任务要求:
把谈医学人文品格的文章中“在我們的生活中,醫院、醫生、醫學佔據了太重要的位置。”这句话译成英语。

给定文本:
§

時尚考察醫學的人文品格

時尚考察醫學的人文品格

現代人是越來越離不開醫院了。從前,人在土地上生息,得了病也只是聽天由命,順其自然。現在,生老病死,每一環節幾乎都與醫院難解難分。我們在醫院裏誕生,從此常常出入其中,年老時去得更勤,最後還往往是在醫院裏告別人世。在我們的生活中,醫院、醫生、醫學佔據了太重要的位置。

然而,醫院帶給我們的美好回憶卻是如此稀少。女人分娩,病人求醫,老人臨終,都是生命中最脆弱的時刻,最需要人性的溫暖。可是,在醫院裏,我們很少感覺到這種溫暖。尤其在今日中國的許多醫院裏,我們感覺到的更多是世態炎涼,人心冷漠。可以毫不誇張地說,醫院如今是最令人望而生畏的地方之一。

一個問題使我困惑良久:以拯救生命為使命的醫學,為什麼如此缺少撫慰生命的善意?沒有撫慰的善意,能有拯救的誠意嗎?

正是在這困惑中,甚至困惑已經變成了憤慨、憤慨已經變成了無奈和淡漠的時候,我讀到了劉易斯?托馬斯所著《最年輕的科學——觀察科學的札記》一書,真有荒漠遇甘泉之感。托馬斯是美國著名的醫學家和醫生,已於1993年病故。在他寫的這本自傳性著作中,我見識了一個真正傑出的醫生,他不但有學術上和醫術上的造詣,而且有深刻的睿智、廣闊的人文視野和和豐富的同情心。諾貝爾物理獎得主費因曼嘗言,科學這把鑰匙既可開啟天堂大門,也可開啟地獄大門,究竟打開哪扇門,則有賴於人文指導。我相信,醫學要能真正造福人類,也必須具備人文品格。當然,醫學的人文品格是由那些研究和運用它的人賦予它的,也就是說,前提是要擁有許多像托馬斯這樣的具備人文素養的醫學家和醫生。托馬斯倡導和率先實施了醫學和哲學博士雙學位教育計劃,正顯示了他在這方面的眼光。

§

提供的记录:
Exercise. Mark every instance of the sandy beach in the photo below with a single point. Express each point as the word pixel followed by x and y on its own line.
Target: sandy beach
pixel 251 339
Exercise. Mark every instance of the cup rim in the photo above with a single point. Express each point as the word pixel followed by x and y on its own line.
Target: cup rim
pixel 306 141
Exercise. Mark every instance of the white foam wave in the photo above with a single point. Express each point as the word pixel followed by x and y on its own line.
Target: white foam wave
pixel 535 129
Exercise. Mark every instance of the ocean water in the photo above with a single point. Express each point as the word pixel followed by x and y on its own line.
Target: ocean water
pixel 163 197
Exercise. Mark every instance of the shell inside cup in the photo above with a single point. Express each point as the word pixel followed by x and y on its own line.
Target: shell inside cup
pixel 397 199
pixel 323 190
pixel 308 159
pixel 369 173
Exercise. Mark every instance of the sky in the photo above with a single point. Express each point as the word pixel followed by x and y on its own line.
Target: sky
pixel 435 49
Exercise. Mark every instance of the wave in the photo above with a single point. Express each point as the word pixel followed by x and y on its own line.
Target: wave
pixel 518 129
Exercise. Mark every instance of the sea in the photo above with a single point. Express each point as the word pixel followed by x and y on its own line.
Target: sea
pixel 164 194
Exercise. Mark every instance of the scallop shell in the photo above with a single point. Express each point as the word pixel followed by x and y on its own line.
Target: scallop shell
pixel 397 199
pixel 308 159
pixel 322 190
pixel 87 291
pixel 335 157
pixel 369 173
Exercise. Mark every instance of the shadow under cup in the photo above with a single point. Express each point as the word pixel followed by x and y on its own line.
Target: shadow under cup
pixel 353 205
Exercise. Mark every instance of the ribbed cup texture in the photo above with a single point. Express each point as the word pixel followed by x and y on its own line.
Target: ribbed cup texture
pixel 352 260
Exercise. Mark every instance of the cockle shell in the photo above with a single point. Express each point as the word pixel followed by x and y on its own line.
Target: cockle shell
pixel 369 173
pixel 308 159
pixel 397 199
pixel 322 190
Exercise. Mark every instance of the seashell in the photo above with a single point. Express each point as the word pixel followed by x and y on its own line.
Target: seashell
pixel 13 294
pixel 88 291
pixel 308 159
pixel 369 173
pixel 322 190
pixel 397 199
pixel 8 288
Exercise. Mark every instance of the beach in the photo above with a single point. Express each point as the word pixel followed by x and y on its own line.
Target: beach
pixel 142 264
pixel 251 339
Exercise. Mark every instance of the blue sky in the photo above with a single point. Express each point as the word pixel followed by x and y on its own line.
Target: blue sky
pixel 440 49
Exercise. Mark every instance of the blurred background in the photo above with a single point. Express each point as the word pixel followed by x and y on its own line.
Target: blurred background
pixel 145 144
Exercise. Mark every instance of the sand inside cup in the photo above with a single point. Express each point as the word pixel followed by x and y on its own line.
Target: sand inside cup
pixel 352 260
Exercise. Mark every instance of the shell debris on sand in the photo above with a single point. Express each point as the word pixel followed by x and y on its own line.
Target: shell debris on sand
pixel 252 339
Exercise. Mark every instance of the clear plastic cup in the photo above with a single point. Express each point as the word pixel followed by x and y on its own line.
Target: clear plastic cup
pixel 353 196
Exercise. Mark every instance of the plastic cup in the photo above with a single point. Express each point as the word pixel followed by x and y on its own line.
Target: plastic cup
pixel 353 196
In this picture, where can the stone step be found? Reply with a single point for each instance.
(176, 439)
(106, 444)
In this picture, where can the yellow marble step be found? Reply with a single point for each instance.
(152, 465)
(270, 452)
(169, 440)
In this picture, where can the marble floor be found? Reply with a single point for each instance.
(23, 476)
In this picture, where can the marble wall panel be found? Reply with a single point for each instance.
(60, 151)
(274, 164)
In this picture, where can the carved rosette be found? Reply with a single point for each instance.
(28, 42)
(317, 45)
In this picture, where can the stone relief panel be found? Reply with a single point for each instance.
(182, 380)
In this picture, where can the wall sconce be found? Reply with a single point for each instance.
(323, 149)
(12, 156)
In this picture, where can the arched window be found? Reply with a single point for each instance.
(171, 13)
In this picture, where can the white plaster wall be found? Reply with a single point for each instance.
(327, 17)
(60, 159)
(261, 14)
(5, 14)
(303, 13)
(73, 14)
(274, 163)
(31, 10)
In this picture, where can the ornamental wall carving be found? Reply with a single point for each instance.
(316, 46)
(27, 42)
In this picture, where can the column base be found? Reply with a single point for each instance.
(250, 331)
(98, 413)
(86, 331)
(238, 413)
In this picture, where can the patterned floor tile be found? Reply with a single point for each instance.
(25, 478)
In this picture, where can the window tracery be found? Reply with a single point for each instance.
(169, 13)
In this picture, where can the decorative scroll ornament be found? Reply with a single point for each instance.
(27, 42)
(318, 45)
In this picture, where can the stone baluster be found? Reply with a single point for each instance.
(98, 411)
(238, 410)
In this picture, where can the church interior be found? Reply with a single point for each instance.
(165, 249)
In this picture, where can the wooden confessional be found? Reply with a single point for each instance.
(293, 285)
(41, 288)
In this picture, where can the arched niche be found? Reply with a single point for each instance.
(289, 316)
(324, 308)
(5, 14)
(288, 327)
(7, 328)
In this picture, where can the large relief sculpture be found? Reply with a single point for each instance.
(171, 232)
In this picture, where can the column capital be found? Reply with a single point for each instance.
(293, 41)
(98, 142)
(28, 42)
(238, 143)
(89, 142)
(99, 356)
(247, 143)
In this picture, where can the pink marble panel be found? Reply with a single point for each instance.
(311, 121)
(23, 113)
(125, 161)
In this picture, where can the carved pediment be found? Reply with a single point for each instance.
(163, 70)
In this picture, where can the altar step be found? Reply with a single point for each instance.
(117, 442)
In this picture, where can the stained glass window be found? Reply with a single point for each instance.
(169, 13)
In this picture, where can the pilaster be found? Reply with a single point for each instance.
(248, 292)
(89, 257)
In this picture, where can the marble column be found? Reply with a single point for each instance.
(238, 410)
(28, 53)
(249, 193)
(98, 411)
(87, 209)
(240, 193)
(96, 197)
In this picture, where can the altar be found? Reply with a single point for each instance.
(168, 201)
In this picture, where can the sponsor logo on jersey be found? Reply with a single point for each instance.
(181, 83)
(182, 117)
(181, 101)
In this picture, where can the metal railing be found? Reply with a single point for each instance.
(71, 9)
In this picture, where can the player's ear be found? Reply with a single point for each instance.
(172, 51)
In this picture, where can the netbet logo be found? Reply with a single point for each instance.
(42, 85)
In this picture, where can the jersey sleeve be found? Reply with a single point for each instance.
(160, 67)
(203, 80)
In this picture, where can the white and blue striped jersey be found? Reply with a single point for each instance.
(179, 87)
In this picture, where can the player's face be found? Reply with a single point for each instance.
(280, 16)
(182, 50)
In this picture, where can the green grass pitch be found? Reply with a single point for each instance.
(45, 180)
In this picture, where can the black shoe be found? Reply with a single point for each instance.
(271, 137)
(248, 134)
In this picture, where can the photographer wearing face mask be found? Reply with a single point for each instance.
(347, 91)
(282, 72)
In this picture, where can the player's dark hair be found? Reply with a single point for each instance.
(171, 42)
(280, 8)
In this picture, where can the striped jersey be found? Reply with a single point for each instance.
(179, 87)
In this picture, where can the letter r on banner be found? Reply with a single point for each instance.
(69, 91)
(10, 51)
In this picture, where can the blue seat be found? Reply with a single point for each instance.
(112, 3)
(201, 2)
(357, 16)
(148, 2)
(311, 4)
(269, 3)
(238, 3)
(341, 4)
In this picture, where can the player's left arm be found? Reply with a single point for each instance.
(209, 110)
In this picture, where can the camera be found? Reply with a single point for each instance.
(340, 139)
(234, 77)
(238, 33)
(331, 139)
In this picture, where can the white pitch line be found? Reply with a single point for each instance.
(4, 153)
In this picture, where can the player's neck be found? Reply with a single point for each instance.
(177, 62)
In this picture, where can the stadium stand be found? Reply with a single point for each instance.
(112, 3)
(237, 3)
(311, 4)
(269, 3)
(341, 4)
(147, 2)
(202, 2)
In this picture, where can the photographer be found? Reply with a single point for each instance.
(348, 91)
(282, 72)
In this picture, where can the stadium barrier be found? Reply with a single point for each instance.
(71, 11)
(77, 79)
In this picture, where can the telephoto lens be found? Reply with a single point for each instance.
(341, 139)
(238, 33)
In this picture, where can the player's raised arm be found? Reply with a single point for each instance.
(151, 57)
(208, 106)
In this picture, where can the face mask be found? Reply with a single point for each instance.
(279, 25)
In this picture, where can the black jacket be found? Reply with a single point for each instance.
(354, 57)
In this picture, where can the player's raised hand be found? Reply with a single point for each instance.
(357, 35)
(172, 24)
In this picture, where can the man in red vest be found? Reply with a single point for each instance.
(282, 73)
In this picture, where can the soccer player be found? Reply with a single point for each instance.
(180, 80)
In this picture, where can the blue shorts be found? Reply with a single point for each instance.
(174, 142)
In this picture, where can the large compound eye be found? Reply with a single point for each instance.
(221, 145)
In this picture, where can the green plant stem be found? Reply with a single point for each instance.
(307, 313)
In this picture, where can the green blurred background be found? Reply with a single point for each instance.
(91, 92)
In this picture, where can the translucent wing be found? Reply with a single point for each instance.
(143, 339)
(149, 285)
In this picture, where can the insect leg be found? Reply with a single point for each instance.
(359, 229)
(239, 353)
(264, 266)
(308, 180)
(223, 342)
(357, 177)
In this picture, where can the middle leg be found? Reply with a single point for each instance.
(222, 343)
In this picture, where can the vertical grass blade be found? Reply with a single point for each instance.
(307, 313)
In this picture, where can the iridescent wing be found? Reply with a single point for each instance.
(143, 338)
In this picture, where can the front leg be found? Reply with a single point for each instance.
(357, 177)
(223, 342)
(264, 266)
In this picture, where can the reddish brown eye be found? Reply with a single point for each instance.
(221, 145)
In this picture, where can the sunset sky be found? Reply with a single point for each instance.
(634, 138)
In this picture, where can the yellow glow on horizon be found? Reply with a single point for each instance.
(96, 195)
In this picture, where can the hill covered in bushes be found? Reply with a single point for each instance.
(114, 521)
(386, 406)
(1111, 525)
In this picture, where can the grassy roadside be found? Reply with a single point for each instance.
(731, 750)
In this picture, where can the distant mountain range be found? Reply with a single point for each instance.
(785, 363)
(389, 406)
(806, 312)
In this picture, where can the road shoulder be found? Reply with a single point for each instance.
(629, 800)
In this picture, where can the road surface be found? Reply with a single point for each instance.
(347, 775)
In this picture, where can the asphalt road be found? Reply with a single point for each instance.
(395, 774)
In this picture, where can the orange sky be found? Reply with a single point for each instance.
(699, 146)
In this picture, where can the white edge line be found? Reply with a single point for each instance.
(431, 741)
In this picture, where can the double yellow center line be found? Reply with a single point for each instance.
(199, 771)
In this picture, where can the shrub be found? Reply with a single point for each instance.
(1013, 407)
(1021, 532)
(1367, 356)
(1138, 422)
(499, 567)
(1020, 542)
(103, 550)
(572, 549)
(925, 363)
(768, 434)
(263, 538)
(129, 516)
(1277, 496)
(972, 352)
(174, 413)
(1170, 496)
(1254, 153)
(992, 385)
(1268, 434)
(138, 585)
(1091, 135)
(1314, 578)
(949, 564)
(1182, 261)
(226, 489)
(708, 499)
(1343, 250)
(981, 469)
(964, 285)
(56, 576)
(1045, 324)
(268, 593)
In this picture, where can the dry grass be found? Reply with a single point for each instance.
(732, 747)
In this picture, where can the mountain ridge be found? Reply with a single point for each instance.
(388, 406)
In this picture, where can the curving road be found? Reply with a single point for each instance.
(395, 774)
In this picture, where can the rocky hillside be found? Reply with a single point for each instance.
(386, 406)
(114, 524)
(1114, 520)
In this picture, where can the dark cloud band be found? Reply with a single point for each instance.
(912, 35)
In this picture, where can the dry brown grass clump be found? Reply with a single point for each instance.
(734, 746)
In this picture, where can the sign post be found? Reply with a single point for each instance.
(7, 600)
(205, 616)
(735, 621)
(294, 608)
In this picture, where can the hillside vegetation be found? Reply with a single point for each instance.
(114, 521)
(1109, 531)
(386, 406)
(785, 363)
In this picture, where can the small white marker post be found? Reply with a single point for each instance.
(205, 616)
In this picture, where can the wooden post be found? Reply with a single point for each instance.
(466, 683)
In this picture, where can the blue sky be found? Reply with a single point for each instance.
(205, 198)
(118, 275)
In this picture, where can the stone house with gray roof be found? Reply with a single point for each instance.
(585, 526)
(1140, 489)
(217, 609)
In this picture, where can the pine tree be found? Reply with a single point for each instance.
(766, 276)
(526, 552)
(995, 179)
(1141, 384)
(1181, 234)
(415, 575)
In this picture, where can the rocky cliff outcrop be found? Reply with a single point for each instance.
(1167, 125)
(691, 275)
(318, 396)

§

完成结果:
In our lives, hospitals, doctors, and medicine occupy an all too important place.